TEXT PROVIDED:
Posted on November 18, 2008

If used effectively, the digital space can be a powerful retail platform that builds lasting customer relationships and generates incremental sales but, with so many e-commerce systems having significant flaws, too many customer experiences - and therefore relationships - are being damaged, according to a white paper by digital marketing firm Delvinia.

When there are problems with the digital channel, the company argues, it can be bitterly disappointing for the consumer, which leads to both brand damage and additional customer churn.

The company's latest research suggests that displaying too many adverts, offering poor navigation tools, or featuring too many new digital technologies are some of the common mistakes that marketers make, resulting in willing customers being pushed away from e-commerce web sites.

"Effective digital customer experiences are developed through understanding the behaviours and habits of digital customers first, and the application of new technology only as a response to their preferences," explained Adam Froman, president and CEO for Delvinia Group. "Companies that dive into marketing online without this understanding risk damaging their reputation, brand and customer relationships by providing a poor digital customer experience."

TASKS TO COMPLETE:
**a.** What position does Adam Froman hold, according to the article on digital customer experience?
**b.** Summarize the article on digital customer experience in two sentences.
**c.** Write the next part of the article on digital customer experience, starting after its final sentence.

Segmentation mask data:
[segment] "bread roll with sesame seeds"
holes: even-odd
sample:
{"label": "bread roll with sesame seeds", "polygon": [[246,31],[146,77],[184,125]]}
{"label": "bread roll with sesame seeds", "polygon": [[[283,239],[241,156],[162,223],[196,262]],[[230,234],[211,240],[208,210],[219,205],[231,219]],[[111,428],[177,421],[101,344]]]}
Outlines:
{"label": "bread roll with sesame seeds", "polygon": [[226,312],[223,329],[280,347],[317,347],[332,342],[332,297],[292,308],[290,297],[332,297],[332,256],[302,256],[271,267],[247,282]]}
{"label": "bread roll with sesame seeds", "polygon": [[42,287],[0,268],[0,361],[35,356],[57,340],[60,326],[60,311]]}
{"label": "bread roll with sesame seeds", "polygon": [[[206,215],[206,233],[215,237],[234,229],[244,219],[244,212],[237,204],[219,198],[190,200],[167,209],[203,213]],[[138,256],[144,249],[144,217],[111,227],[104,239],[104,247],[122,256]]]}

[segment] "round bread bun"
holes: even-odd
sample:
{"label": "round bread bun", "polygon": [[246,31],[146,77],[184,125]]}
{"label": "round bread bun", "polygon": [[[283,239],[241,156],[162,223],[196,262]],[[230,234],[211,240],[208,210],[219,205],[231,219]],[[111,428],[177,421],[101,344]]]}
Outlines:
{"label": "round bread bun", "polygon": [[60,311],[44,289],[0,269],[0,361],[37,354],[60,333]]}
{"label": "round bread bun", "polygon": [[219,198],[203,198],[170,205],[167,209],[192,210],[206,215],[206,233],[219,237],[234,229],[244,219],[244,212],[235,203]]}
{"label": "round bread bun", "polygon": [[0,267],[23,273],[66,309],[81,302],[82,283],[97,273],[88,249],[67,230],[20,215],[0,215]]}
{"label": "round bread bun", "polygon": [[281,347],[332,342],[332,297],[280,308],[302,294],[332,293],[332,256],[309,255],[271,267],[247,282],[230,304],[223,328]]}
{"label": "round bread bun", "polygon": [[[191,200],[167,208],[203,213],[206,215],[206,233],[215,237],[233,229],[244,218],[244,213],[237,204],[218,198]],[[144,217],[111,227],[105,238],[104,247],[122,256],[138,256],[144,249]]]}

RESULTS OF THE EXERCISE:
**a.** He is president and CEO for Delvinia Group.

**b.** A white paper by Delvinia says the digital space can build lasting customer relationships and generate sales, but flawed e-commerce systems are damaging many customer experiences, leading to brand damage and customer churn. Its research names too many adverts, poor navigation tools and too many new digital technologies as common mistakes, and Adam Froman says companies should first understand the behaviors and habits of digital customers.

**c.**
Delvinia's study identified the six common mistakes made by digital marketers, which it calls "digital diseases", including:

  1. Widgetitis - the compulsion to include the latest and greatest widgets on a web site regardless of whether they're necessary, desirable, or even supported by most customers' web browser software. (The Wise Marketer notes that many of the latest technologies lag far behind in support for mobile and PDA browsing software, which effectively eliminates one of the fastest-growing tech-savvy consumer segments.)
  2. Obsessive Content Disorder - an irrational fear of removing old content from a web site.
  3. Datapox - in which a healthy customer relationship is overwhelmed by intruding tools, data, and seldom-necessary options that make the web site's core purpose convoluted, difficult, and frustrating.
  4. Adtheria - which happens when marketers feel too strongly about advertising other products and services (whether their own or another company's) at the expense of the customer's overall experience.
  5. Monotyposis - which is most apparent when the online customer experience effectively blocks contact, connection, or conversation with the brand and the company.
  6. Navigation Deficiency Syndrome - when a web site offers very little ability to navigate, usually based on the fact there is simply too much content to look through.

"The good news is that these digital diseases can be cured by a marketers having a clear understanding of what their digital customers really want, and by building online experiences based on that knowledge to nurture loyalty, increase online traffic, and build stronger relationships. This ultimately means better bottom line results," concluded Steve Mast, vice president for Delvinia Interactive.